Aufgaben
1) Gib den Text über die Vormundschaft für minderjährige Asylsuchende in genau zwei Sätzen wieder.
2) Setze den Text über die Vormundschaft für minderjährige Asylsuchende im selben Stil fort, beginnend nach seinem letzten Satz.

=== Vorliegender Text ===

Sparen auf Kosten der Schwächsten: Weil die Betreuungstelle für minderjährige Flüchtlinge unterbesetzt ist, dürfen Flüchtlingsorganisationen die Arbeit machen – ungefragt und ehrenamtlich  ■ Von Marina Mai

„Dein Asylantrag wurde leider abgelehnt“, stand in dem Brief, den T., ein 14jähriger kurdischer Asylsuchender, von seinem Vormund vom Treptower Jugendamt bekam. Das Treptower Jugendamt betreut seit einem Jahr zentral für alle 23 Bezirke die minderjährigen Asylsuchenden. Damit ist das Amt hoffnungslos überfordert. Derzeit kommen auf einen Sachbearbeiter rund 600 Vormundschaftsfälle. Vorher wurde diese Aufgabe von karitativen Organisationen und Einzelpersonen geleistet. Das war dem Senat zu teuer.

Der Vormund, so erfährt T. im Brief weiter, habe gegen die Ablehnung beim Verwaltungsgericht geklagt – die Klage allerdings nicht begründet. Und weil eine Klage ohne Begründung keine Aussicht auf Erfolg hat, soll sich T. selbst um eine Begründung bemühen.

T. kann sich einen Rechtsanwalt dazu nehmen. Bezahlen muß er den aber selbst. Und weil T. kein Geld hat, legt der Amtsvormund ihm ein paar Adressen von Vereinen bei, die solche Begründungen kostenlos schreiben würden. Dazu gehören das kurdische Zentrum in Kreuzberg und die „Oase“ in Pankow.

=== Gegebene Daten ===

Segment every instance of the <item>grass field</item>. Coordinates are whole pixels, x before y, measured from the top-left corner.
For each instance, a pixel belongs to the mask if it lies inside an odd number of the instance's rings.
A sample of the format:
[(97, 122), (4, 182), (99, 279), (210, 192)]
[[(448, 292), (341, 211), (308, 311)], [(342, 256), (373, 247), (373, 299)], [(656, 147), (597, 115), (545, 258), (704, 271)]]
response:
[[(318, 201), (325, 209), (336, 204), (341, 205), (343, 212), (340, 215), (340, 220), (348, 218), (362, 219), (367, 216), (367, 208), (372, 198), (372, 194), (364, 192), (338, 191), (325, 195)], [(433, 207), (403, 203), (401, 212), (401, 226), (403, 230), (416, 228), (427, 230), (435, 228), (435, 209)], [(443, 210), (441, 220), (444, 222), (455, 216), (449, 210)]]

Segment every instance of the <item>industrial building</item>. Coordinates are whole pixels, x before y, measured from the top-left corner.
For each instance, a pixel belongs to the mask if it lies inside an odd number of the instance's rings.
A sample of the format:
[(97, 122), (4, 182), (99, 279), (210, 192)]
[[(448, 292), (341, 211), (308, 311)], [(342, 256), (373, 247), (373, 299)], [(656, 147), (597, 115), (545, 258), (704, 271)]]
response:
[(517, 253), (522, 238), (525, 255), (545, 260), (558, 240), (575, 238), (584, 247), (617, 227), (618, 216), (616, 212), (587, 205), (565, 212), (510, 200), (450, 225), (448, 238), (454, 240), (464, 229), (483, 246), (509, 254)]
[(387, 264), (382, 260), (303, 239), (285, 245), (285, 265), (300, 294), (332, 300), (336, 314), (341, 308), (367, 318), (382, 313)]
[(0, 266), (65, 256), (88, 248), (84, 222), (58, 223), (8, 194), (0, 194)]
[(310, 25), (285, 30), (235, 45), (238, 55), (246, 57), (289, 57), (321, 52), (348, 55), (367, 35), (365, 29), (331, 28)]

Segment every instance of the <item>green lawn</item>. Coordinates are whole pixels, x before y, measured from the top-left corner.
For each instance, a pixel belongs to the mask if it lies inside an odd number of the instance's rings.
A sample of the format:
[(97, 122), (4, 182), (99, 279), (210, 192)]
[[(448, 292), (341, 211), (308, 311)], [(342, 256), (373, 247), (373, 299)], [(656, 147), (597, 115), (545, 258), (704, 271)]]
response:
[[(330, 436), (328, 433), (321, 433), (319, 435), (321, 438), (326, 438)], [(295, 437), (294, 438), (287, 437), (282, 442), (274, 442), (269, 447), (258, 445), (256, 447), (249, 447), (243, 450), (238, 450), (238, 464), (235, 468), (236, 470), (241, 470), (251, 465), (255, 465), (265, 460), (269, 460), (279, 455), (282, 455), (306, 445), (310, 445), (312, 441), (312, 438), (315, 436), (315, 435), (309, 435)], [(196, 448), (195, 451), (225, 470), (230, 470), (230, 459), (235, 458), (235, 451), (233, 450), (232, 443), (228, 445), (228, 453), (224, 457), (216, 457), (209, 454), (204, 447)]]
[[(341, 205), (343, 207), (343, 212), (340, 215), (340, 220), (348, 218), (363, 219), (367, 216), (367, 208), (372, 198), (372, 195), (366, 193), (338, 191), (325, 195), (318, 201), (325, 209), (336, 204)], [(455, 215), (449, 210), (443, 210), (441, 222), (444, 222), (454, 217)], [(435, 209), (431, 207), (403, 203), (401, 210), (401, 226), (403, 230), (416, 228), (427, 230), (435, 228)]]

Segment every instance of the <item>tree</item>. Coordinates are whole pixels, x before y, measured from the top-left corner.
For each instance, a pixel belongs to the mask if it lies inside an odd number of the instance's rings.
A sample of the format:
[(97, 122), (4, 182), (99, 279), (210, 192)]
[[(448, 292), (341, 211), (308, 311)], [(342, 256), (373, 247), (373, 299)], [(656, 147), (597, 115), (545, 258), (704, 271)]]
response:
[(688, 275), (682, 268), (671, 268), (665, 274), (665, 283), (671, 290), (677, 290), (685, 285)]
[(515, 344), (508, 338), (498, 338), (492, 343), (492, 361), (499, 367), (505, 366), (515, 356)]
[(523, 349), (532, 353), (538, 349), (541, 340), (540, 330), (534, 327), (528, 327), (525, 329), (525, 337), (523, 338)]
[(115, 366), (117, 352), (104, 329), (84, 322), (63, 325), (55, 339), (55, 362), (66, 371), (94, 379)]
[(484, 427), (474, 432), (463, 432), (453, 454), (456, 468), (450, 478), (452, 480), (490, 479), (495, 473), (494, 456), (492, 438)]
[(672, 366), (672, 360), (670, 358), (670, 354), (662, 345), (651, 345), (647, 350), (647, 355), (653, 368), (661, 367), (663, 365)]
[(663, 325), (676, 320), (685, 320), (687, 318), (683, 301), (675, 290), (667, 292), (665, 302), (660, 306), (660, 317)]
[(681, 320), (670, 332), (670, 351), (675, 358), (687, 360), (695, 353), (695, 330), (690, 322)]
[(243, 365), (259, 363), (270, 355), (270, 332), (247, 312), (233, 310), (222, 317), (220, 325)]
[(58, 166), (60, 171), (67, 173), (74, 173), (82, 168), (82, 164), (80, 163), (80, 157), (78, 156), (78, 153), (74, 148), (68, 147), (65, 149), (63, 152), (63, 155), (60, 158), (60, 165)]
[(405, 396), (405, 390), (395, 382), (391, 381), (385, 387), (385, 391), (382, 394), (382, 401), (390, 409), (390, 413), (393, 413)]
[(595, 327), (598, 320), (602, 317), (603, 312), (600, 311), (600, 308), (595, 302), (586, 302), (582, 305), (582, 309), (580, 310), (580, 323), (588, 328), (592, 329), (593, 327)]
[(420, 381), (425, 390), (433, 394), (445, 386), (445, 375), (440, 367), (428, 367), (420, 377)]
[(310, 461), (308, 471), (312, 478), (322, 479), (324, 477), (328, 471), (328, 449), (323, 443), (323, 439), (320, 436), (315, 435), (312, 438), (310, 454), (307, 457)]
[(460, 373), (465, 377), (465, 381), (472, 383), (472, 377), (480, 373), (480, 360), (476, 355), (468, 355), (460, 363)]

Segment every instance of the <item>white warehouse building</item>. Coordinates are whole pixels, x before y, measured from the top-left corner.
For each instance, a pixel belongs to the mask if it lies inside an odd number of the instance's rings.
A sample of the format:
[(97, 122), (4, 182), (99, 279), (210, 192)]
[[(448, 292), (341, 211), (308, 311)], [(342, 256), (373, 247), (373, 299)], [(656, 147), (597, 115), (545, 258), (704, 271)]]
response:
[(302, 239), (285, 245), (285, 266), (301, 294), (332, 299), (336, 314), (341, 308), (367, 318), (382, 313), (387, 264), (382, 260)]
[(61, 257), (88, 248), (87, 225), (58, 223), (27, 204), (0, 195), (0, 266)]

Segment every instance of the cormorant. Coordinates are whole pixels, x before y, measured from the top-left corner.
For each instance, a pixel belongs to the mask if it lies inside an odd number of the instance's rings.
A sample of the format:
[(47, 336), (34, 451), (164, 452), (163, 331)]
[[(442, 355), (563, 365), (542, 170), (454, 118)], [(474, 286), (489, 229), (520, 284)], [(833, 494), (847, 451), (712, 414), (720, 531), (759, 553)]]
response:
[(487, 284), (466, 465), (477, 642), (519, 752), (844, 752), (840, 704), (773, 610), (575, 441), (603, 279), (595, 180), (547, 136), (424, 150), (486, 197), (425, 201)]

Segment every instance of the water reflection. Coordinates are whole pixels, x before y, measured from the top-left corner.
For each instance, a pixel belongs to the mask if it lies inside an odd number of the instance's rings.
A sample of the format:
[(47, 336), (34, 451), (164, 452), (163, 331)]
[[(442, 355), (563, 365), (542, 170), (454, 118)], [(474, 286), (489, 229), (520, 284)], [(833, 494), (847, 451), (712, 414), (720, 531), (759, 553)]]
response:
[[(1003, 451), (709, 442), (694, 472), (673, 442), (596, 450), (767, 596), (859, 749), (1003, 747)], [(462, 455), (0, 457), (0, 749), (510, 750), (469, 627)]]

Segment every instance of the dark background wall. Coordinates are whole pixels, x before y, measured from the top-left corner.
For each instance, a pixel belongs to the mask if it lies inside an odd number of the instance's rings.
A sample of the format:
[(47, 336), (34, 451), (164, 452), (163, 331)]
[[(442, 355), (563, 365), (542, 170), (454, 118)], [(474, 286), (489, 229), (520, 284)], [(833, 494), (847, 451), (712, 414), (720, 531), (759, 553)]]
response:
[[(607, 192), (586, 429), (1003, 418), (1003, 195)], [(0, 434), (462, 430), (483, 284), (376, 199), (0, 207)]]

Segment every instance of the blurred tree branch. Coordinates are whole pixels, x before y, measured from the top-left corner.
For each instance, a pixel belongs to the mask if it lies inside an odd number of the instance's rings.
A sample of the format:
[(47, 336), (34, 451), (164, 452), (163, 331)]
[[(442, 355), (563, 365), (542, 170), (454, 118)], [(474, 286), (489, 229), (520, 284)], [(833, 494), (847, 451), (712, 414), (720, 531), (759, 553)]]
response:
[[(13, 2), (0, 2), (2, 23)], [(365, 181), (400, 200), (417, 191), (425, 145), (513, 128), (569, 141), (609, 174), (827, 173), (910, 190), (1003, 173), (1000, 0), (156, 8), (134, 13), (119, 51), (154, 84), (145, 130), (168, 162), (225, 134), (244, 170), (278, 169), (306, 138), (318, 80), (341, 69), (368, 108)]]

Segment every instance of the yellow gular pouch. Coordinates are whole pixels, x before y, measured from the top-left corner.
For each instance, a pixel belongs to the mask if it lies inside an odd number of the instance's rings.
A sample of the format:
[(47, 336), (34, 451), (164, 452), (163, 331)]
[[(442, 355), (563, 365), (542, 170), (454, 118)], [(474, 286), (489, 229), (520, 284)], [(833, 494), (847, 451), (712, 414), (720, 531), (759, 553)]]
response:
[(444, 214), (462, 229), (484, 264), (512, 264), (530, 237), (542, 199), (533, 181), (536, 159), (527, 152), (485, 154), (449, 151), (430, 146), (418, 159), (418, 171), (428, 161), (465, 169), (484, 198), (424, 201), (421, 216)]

===

Lösungen je Aufgabe
1) Das Treptower Jugendamt betreut seit einem Jahr zentral für alle 23 Bezirke die minderjährigen Asylsuchenden und ist mit rund 600 Vormundschaftsfällen pro Sachbearbeiter hoffnungslos überfordert, nachdem der Senat die frühere Betreuung durch karitative Organisationen und Einzelpersonen zu teuer fand. So erhielt der 14jährige T. nach der Ablehnung seines Asylantrags die Nachricht, sein Vormund habe zwar ohne Begründung Klage erhoben, er selbst solle sich aber um eine Begründung kümmern, und bekam dazu Adressen von Vereinen, die solche Begründungen kostenlos schreiben würden.

2)
T. schwänzt einen Tag in der Schule und fährt nach Kreuzberg. Marion Kellner, derzeit einzige bezahlte Stelleninhaberin beim kurdischen Zentrum, kann ihm nicht helfen. Sie erstickt in Arbeit. Ihr werden die Jugendlichen geschickt, ohne daß je ein Amtsvormund mit ihr gesprochen hätte, ob sie deren Arbeit machen würde.

Geld bekommt das kurdische Zentrum auch nicht für die Übernahme von Arbeiten des Treptower Jugendamts, nicht einmal Papier und Briefmarken werden erstattet. Dem Verein wurden sogar Mittel gestrichen. Marion Kellner schickt T. schweren Herzens weiter nach Pankow. Doch auch Brigitte Kallmeier bei der „Oase“ bekommt täglich etwa drei Jugendliche vom Vormund aus Treptow geschickt. Sie versucht, den kurdischen Jugendlichen zu helfen, weil das sonst niemand macht.

Aber eigentlich sei dies Aufgabe des Vormunds, meint auch Brigitte Kallmeier. Doch die Vormünder sind weder für diese Arbeit qualifiziert, noch haben sie die Zeit. Für eine Klagebegründung nimmt sich Brigitte Kallmeier drei Stunden Zeit, mit dem Jungen zu sprechen, sein Vertrauen zu gewinnen. Wenn ein Vormund in Treptow für 600 Jugendliche zuständig ist, kann er diese Zeit nicht aufbringen.

Fünf Staatsdiener sind im Treptower Jugendamt bereits mit dieser Aufgabe betraut, antwortete das Bezirksamt jetzt auf PDS- Anfrage. Brigitte Kallmeier von der Pankower „Oase“ bestreitet das. „Wir hatten bisher nur mit zwei Mitarbeitern zu tun.“ Fünf weitere Stellen sind vom Senat in Aussicht gestellt, „soweit diese kostenneutral erfolgen“, also aus dem Personalüberhang.

Der öffentliche Dienst muß Personalkosten sparen, darf aber niemanden entlassen. Also hofft man auf die natürliche Fluktuation. Und da die nicht einsetzt (wohin sollen die Staatsdiener angesichts der Arbeitsmarktsituation auch fluktuieren?), nimmt man den freien Trägern die Arbeit ab und die Jobs weg.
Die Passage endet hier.